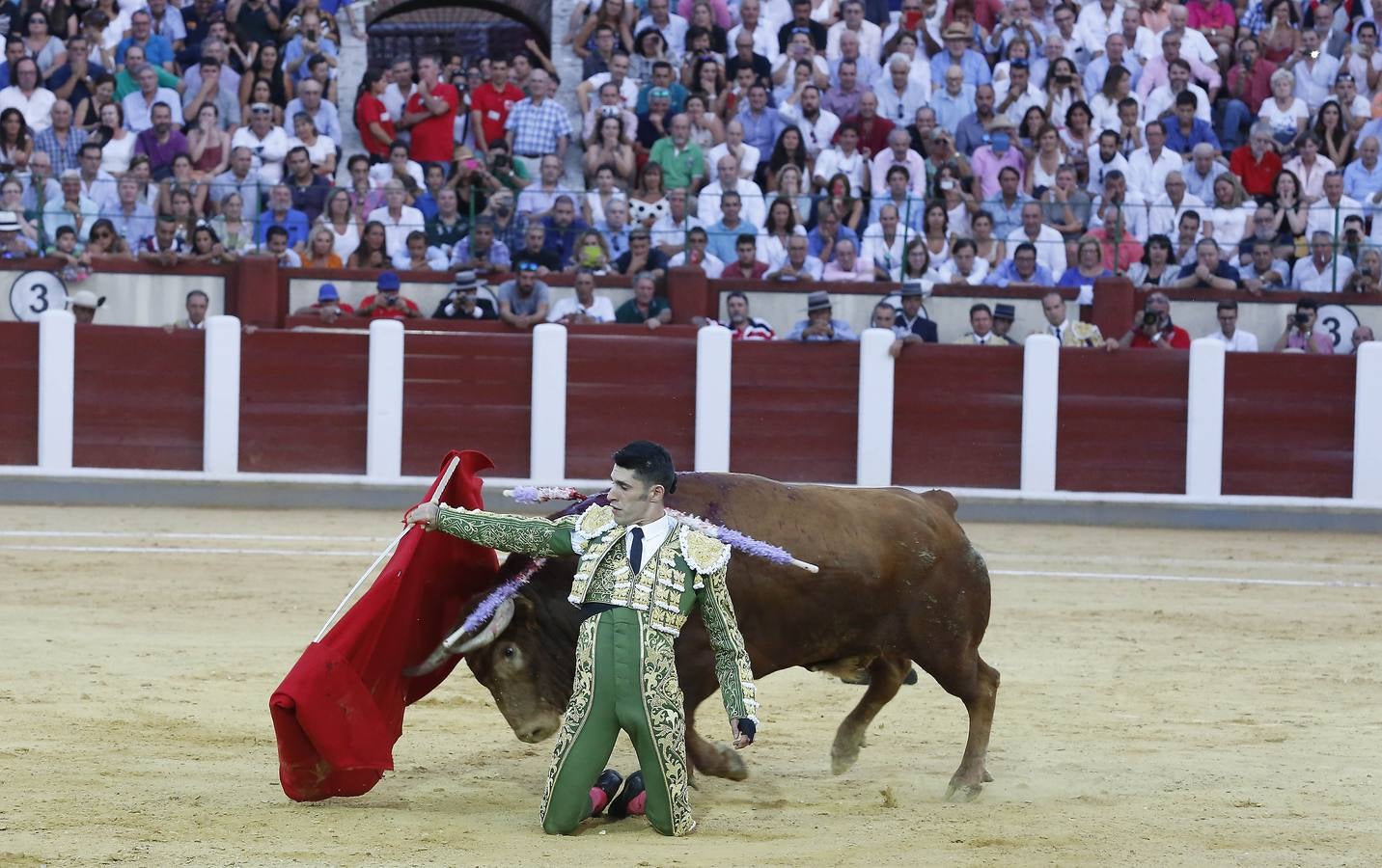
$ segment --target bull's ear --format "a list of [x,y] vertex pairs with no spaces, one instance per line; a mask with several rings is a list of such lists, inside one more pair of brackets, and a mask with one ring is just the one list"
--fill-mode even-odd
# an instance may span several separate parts
[[517,593],[511,597],[511,600],[514,601],[514,618],[529,619],[533,616],[536,607],[532,603],[532,597]]

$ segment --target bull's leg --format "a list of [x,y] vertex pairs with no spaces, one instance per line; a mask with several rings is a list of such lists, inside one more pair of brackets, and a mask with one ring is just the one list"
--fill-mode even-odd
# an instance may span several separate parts
[[[695,709],[712,691],[703,684],[683,683],[681,687],[685,692],[687,756],[691,757],[691,764],[697,771],[717,778],[731,781],[748,778],[749,768],[734,748],[726,744],[712,744],[695,731]],[[691,785],[695,786],[695,777],[691,778]]]
[[912,661],[905,657],[882,655],[868,665],[868,690],[835,733],[835,745],[831,746],[832,774],[844,774],[854,767],[868,724],[897,695],[897,688],[911,669]]
[[[977,648],[956,652],[952,659],[937,657],[931,650],[923,668],[931,673],[945,692],[959,697],[969,712],[969,739],[959,768],[951,775],[945,799],[972,802],[992,781],[984,760],[988,756],[988,734],[994,726],[994,702],[998,698],[998,670],[978,657]],[[918,658],[919,661],[922,658]]]

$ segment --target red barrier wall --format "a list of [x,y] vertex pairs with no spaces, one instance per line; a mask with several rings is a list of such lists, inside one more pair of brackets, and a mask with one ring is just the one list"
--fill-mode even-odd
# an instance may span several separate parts
[[1017,488],[1023,351],[908,347],[893,390],[893,482]]
[[203,337],[79,326],[72,464],[200,470]]
[[1230,352],[1223,493],[1352,496],[1356,373],[1349,357]]
[[[240,470],[365,473],[369,337],[256,332],[240,346]],[[433,464],[437,456],[430,456]]]
[[789,482],[858,475],[860,346],[734,344],[730,470]]
[[427,475],[451,449],[478,449],[495,475],[527,477],[531,334],[404,339],[404,473]]
[[0,322],[0,464],[39,463],[39,325]]
[[1190,354],[1061,350],[1060,491],[1186,491]]
[[568,334],[567,475],[604,480],[609,455],[633,440],[654,440],[691,466],[695,340]]

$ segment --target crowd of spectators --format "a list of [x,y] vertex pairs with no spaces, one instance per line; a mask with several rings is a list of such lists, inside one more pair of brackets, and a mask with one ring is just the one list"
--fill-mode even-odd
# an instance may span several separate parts
[[354,94],[341,8],[11,3],[0,256],[1382,292],[1367,0],[589,0]]

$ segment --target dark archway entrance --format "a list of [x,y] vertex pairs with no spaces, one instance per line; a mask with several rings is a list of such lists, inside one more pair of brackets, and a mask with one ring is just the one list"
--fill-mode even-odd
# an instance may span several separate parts
[[369,66],[423,53],[509,57],[528,39],[551,55],[550,0],[381,0],[369,18]]

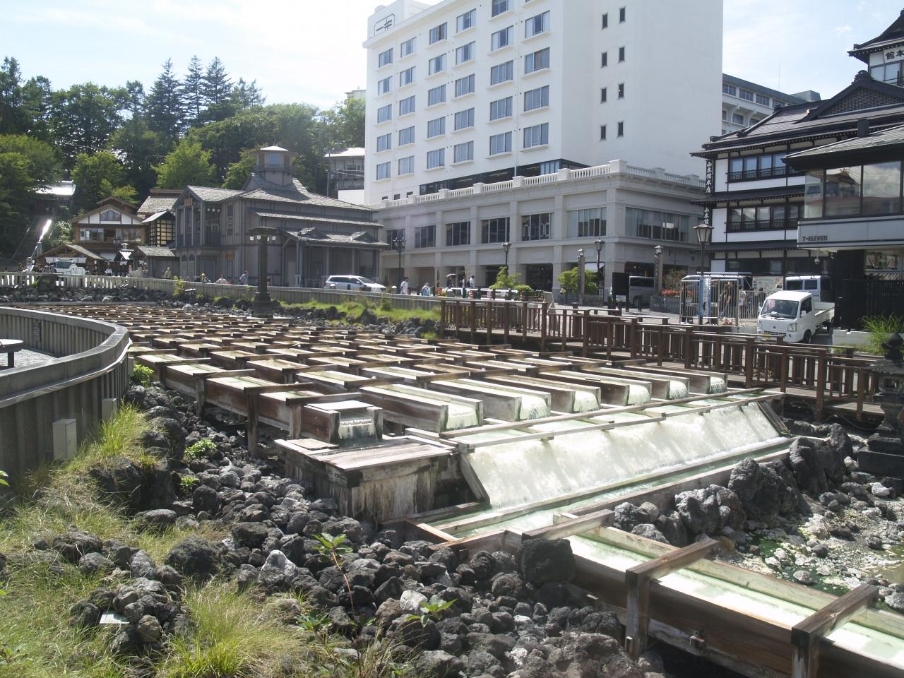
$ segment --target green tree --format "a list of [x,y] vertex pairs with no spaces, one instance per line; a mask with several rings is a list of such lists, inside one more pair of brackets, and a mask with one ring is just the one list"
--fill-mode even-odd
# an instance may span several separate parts
[[164,158],[154,165],[157,185],[161,188],[184,188],[188,184],[209,185],[213,182],[214,167],[211,152],[192,139],[183,139]]
[[173,61],[167,59],[146,99],[148,124],[166,139],[167,150],[175,146],[184,128],[181,89],[179,79],[173,71]]
[[[578,267],[576,266],[569,270],[563,270],[559,274],[559,285],[565,294],[578,294]],[[589,268],[584,269],[584,294],[599,294],[599,288],[597,287],[597,283],[593,279],[595,275],[595,271],[592,271]]]
[[121,97],[93,82],[72,85],[53,95],[52,134],[67,167],[80,153],[96,153],[119,127]]
[[125,168],[109,151],[94,155],[80,153],[72,168],[75,204],[80,210],[92,209],[125,184]]
[[191,125],[201,118],[204,109],[204,69],[197,55],[188,62],[188,71],[182,81],[182,105],[185,121]]

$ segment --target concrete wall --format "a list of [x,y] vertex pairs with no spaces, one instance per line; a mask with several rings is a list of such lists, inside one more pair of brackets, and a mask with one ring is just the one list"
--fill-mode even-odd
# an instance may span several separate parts
[[9,307],[0,307],[0,336],[59,356],[0,372],[0,468],[14,481],[54,460],[55,421],[74,419],[80,443],[102,400],[126,392],[130,341],[109,323]]

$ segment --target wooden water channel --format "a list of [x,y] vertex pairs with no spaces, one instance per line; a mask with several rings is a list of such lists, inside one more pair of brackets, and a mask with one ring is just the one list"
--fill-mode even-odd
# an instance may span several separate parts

■ STATED EXERCISE ■
Can you lay out every line of the entries above as a numbered list, leaving out the blank lines and the pictures?

■ SOLUTION BELOW ■
1. $ segment --target bull's ear --format "a list of [x,y] vertex pairs with no spaces, one instance per line; a mask with several rings is a list of such lists, inside one more pair of brackets, and a mask with one ring is just the one list"
2. --fill-mode even-odd
3. # an instance may span several separate parts
4. [[517,593],[511,597],[511,600],[514,601],[514,618],[529,619],[533,616],[536,607],[532,603],[532,597]]
5. $ segment --target bull's leg --format "a list of [x,y] vertex pairs with no spaces, one instance per line; a mask with several rings is a list of such lists, inside one more pair of brackets, and a mask with one ring is just the one list"
6. --fill-mode even-odd
7. # an instance may span several separate parts
8. [[[695,709],[712,691],[703,684],[683,683],[681,687],[685,692],[687,756],[691,757],[691,764],[697,771],[717,778],[731,781],[748,778],[749,768],[734,748],[726,744],[712,744],[695,731]],[[691,785],[695,786],[695,777],[691,778]]]
9. [[912,661],[905,657],[882,655],[868,665],[868,690],[835,733],[835,745],[831,746],[832,774],[844,774],[854,767],[868,724],[897,695],[897,688],[911,669]]
10. [[[977,648],[956,652],[952,659],[937,657],[931,650],[923,668],[931,673],[945,692],[959,697],[969,712],[969,739],[959,768],[951,775],[945,799],[972,802],[992,781],[984,760],[988,756],[988,734],[994,726],[994,702],[998,698],[998,670],[978,657]],[[918,658],[919,661],[922,658]]]
11. $ segment --target red barrier wall --format "a list of [x,y] vertex pairs with no spaces, one instance per line; a mask with several rings is a list of such lists, inside one more pair of brackets, and a mask with one ring is just the one list"
12. --fill-mode even-odd
13. # an instance may span several separate parts
14. [[1017,488],[1023,351],[908,347],[893,390],[893,482]]
15. [[203,337],[79,326],[72,464],[200,470]]
16. [[1230,352],[1223,493],[1352,496],[1356,373],[1349,357]]
17. [[[240,470],[365,473],[369,337],[256,332],[240,346]],[[433,464],[437,456],[430,456]]]
18. [[789,482],[858,475],[860,346],[734,344],[730,470]]
19. [[427,475],[451,449],[478,449],[495,475],[527,477],[531,334],[404,339],[404,473]]
20. [[0,322],[0,464],[39,463],[39,325]]
21. [[1190,354],[1061,350],[1060,491],[1186,491]]
22. [[568,334],[567,475],[604,480],[609,455],[633,440],[654,440],[691,466],[695,340]]
23. $ segment --target crowd of spectators --format "a list of [x,y] vertex pairs with no spaces, one instance per line; a mask with several rings is a list of such lists, inside one more pair of brackets, and a mask with one ring is just the one list"
24. --fill-mode even-odd
25. # an instance may span several separate parts
26. [[354,94],[341,8],[11,3],[0,256],[1382,292],[1367,0],[589,0]]
27. $ segment --target dark archway entrance --format "a list of [x,y] vertex pairs with no spaces, one instance per line; a mask with several rings is a list of such lists, inside one more pair of brackets, and a mask with one ring is just the one list"
28. --fill-mode even-odd
29. # an instance may span several separate parts
30. [[369,66],[423,53],[509,57],[528,39],[551,55],[550,0],[381,0],[369,18]]
31. $ segment --target green tree --format "a list of [x,y] vertex pairs with no spaces, one instance per line; a mask with several rings is a list of such lists, inside one more pair of brackets, and a mask with one ring is just the one list"
32. --fill-mode even-odd
33. # an instance may span several separate parts
34. [[164,158],[154,165],[157,185],[161,188],[184,188],[188,184],[209,185],[213,182],[214,167],[211,152],[192,139],[183,139]]
35. [[173,61],[167,59],[146,99],[148,124],[166,139],[167,150],[175,146],[184,128],[181,89],[179,79],[173,71]]
36. [[[578,267],[576,266],[569,270],[563,270],[559,274],[559,285],[565,294],[578,294]],[[589,268],[584,269],[584,294],[599,294],[599,288],[597,287],[597,283],[593,279],[595,275],[595,271],[592,271]]]
37. [[121,97],[93,82],[72,85],[53,95],[52,134],[67,167],[80,153],[96,153],[119,127]]
38. [[125,168],[109,151],[94,155],[80,153],[72,168],[75,204],[80,210],[92,209],[125,184]]
39. [[191,125],[201,118],[204,109],[204,69],[197,55],[188,62],[188,71],[182,81],[182,105],[185,121]]
40. $ segment --target concrete wall --format "a list of [x,y] vertex pairs with no spaces, one instance per line; a mask with several rings is a list of such lists, inside one more pair of brackets, and a mask with one ring is just the one list"
41. --fill-mode even-odd
42. # an instance may span several separate parts
43. [[9,307],[0,307],[0,336],[59,356],[0,372],[0,468],[14,481],[54,460],[55,421],[74,419],[80,443],[102,400],[126,392],[130,341],[109,323]]
44. $ segment --target wooden water channel --format "a list of [x,y] vertex pairs with no spaces, one instance per line; a mask with several rings is a list of such lists, inside one more pair of brackets, and a mask with one ring is just the one list"
45. --fill-mode even-odd
46. # an instance may span several separate parts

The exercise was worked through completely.